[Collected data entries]
+--
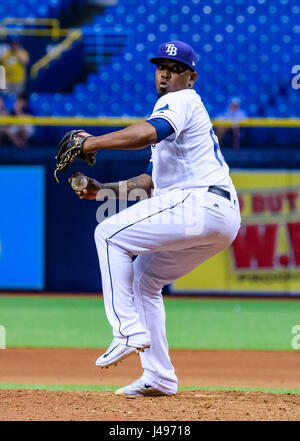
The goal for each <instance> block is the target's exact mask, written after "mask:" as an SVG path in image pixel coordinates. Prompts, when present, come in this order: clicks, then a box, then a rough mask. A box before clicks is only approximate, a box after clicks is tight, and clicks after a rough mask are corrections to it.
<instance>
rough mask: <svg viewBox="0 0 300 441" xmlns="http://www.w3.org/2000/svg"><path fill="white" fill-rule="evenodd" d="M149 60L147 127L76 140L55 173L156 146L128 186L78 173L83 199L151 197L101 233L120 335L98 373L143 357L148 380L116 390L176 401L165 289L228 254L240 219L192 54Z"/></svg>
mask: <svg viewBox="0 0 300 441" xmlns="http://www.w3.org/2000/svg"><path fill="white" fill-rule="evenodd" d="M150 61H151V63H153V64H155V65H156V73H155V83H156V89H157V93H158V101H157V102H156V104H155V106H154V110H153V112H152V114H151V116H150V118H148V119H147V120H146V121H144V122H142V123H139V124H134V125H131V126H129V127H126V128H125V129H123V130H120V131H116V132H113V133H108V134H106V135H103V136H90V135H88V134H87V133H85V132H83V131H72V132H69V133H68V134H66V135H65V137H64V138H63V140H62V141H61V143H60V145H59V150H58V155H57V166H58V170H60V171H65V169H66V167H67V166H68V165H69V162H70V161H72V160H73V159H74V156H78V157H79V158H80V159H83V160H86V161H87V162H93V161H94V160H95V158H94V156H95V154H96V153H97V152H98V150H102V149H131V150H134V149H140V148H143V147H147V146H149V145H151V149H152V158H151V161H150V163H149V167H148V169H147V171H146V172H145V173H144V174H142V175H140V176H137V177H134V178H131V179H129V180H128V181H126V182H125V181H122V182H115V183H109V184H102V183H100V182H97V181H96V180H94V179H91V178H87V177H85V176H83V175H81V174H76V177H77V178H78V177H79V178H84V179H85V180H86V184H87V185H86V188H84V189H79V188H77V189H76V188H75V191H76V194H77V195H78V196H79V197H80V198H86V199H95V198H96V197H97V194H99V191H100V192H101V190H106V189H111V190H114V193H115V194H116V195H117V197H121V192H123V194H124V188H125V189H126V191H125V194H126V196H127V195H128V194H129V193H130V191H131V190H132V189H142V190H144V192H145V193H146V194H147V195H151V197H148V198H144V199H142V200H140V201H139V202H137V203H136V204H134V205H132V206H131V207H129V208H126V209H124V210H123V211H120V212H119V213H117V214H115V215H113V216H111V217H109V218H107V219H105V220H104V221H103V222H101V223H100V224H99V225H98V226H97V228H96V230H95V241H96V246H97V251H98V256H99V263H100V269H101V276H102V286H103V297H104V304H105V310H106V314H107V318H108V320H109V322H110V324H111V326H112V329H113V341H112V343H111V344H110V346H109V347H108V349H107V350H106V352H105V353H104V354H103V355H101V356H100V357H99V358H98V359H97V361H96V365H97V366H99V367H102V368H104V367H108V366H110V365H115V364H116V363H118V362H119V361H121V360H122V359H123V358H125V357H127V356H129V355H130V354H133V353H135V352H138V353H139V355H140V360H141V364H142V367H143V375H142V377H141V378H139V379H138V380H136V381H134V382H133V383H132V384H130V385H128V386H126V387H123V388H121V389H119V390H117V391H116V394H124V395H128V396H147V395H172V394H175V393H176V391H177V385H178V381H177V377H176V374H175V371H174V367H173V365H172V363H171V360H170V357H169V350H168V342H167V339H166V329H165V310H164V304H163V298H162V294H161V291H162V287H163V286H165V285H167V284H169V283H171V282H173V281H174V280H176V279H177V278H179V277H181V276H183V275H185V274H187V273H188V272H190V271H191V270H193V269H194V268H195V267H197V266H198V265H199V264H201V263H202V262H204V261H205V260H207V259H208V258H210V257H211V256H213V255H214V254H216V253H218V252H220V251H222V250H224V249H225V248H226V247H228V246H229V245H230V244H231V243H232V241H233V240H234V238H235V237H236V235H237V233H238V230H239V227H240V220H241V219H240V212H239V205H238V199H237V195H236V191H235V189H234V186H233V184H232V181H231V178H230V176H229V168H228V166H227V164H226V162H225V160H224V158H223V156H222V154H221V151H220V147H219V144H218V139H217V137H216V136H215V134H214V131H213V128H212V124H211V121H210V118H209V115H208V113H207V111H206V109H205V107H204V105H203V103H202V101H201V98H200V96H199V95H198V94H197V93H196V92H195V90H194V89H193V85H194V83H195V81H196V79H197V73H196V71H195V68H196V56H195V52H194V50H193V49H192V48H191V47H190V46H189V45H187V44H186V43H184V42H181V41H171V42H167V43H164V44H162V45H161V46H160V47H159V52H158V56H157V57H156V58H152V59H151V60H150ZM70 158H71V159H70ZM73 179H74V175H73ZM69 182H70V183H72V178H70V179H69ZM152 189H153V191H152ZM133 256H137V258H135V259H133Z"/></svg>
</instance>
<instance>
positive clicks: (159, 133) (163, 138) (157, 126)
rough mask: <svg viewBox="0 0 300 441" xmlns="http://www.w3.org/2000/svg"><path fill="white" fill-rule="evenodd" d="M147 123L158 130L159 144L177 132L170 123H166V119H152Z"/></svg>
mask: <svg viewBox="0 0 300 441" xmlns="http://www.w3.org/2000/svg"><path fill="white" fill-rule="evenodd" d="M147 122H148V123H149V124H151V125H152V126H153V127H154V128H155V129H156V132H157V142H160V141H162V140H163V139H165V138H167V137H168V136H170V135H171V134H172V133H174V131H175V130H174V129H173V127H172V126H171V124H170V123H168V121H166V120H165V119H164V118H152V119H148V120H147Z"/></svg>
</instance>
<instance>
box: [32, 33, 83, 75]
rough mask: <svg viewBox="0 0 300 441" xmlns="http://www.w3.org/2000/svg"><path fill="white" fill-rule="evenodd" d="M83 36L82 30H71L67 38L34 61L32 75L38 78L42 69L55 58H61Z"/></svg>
+--
== Exercise ==
Your answer must be an exact repeat of the records above, with the pictures left out.

== Solution for this task ==
The goal for each <instance> block is the target's exact mask, written after "mask:" as an SVG path in image pixel coordinates. Prompts, when present, come in this order: clicks, then a box, then a rough mask. A box before clicks is only approximate, a box after clicks is tight, and clicks after a rough mask are corrections to it.
<instance>
rough mask: <svg viewBox="0 0 300 441" xmlns="http://www.w3.org/2000/svg"><path fill="white" fill-rule="evenodd" d="M149 60L147 127L76 140L55 173L156 146L128 186L78 173L83 199L151 197L101 233L120 335L98 373L143 357L148 380L116 390L176 401L165 289L228 254L240 219L192 54Z"/></svg>
mask: <svg viewBox="0 0 300 441" xmlns="http://www.w3.org/2000/svg"><path fill="white" fill-rule="evenodd" d="M150 61H151V63H153V64H155V65H156V73H155V83H156V89H157V93H158V101H157V102H156V104H155V106H154V110H153V112H152V114H151V116H150V118H148V119H147V120H146V121H144V122H142V123H139V124H134V125H131V126H129V127H126V128H125V129H123V130H120V131H116V132H113V133H108V134H106V135H103V136H90V135H88V134H87V133H85V132H83V131H72V132H69V133H68V134H66V135H65V137H64V138H63V140H62V141H61V143H60V145H59V150H58V155H57V166H58V170H60V171H65V169H66V167H67V166H68V165H69V162H70V161H72V160H73V159H74V156H78V157H79V158H80V159H83V160H86V161H87V162H93V161H94V160H95V158H94V156H95V154H96V153H97V152H98V150H102V149H131V150H134V149H140V148H143V147H147V146H149V145H151V149H152V158H151V161H150V163H149V167H148V169H147V171H146V172H145V173H144V174H142V175H140V176H137V177H134V178H131V179H129V180H128V181H126V182H125V181H122V182H115V183H109V184H102V183H100V182H97V181H96V180H94V179H91V178H87V177H85V176H83V175H81V174H76V177H77V178H78V177H79V178H84V179H85V180H86V184H87V185H86V188H84V189H79V188H77V189H76V188H75V191H76V194H77V195H78V196H79V197H80V198H86V199H95V198H96V197H97V194H99V191H100V192H101V190H106V189H111V190H114V193H115V194H116V195H117V197H121V192H123V194H124V188H125V189H126V191H125V194H126V196H127V195H128V194H129V193H130V191H131V190H132V189H142V190H144V192H145V193H146V194H147V195H151V197H148V198H144V199H142V200H140V201H139V202H137V203H136V204H134V205H132V206H131V207H129V208H126V209H124V210H123V211H120V212H119V213H117V214H115V215H113V216H111V217H109V218H107V219H105V220H104V221H103V222H101V223H100V224H99V225H98V226H97V228H96V230H95V241H96V246H97V251H98V256H99V263H100V269H101V276H102V286H103V297H104V304H105V310H106V314H107V318H108V320H109V322H110V324H111V326H112V329H113V341H112V343H111V344H110V346H109V347H108V349H107V350H106V352H105V353H104V354H103V355H101V356H100V357H99V358H98V359H97V361H96V365H97V366H99V367H102V368H104V367H108V366H110V365H115V364H116V363H118V362H119V361H121V360H122V359H123V358H125V357H127V356H129V355H130V354H133V353H135V352H138V353H139V355H140V360H141V364H142V367H143V375H142V377H141V378H139V379H138V380H136V381H134V382H133V383H132V384H130V385H128V386H126V387H123V388H121V389H119V390H117V391H116V394H124V395H128V396H147V395H172V394H175V393H176V391H177V385H178V381H177V377H176V374H175V371H174V367H173V365H172V363H171V360H170V357H169V350H168V342H167V339H166V329H165V310H164V304H163V298H162V294H161V291H162V287H163V286H165V285H167V284H169V283H171V282H173V281H174V280H176V279H177V278H179V277H181V276H183V275H185V274H187V273H188V272H190V271H191V270H193V269H194V268H195V267H197V266H198V265H199V264H201V263H202V262H204V261H205V260H207V259H208V258H210V257H211V256H213V255H214V254H216V253H218V252H220V251H222V250H224V249H225V248H226V247H228V246H229V245H230V244H231V243H232V241H233V240H234V238H235V237H236V235H237V233H238V230H239V227H240V220H241V219H240V212H239V205H238V199H237V195H236V191H235V189H234V186H233V184H232V181H231V178H230V176H229V168H228V166H227V164H226V162H225V160H224V158H223V156H222V154H221V151H220V147H219V144H218V139H217V137H216V136H215V134H214V131H213V128H212V124H211V121H210V118H209V115H208V113H207V111H206V109H205V107H204V105H203V103H202V101H201V98H200V96H199V95H198V94H197V93H196V92H195V90H194V89H193V85H194V83H195V81H196V79H197V73H196V71H195V68H196V56H195V52H194V50H193V49H192V48H191V47H190V46H189V45H187V44H186V43H184V42H181V41H171V42H167V43H164V44H162V45H161V46H160V47H159V52H158V56H157V57H156V58H152V59H151V60H150ZM70 158H71V159H70ZM73 179H74V175H73ZM69 182H70V183H72V178H70V179H69ZM152 189H153V191H152ZM133 256H137V258H135V259H133Z"/></svg>
</instance>
<instance>
positive clicks: (159, 133) (163, 138) (157, 126)
rough mask: <svg viewBox="0 0 300 441" xmlns="http://www.w3.org/2000/svg"><path fill="white" fill-rule="evenodd" d="M147 123L158 130L159 144L177 132L170 123H166V119H152Z"/></svg>
mask: <svg viewBox="0 0 300 441" xmlns="http://www.w3.org/2000/svg"><path fill="white" fill-rule="evenodd" d="M147 122H148V123H149V124H151V125H152V126H153V127H154V128H155V129H156V132H157V142H160V141H162V140H163V139H165V138H167V137H168V136H170V135H171V134H172V133H174V131H175V130H174V129H173V127H172V126H171V124H170V123H168V121H166V120H165V119H164V118H152V119H148V120H147Z"/></svg>
</instance>
<instance>
box: [32, 33, 83, 75]
rough mask: <svg viewBox="0 0 300 441" xmlns="http://www.w3.org/2000/svg"><path fill="white" fill-rule="evenodd" d="M83 36L82 30H71L67 38L34 61L32 75L38 78L42 69L55 58H61Z"/></svg>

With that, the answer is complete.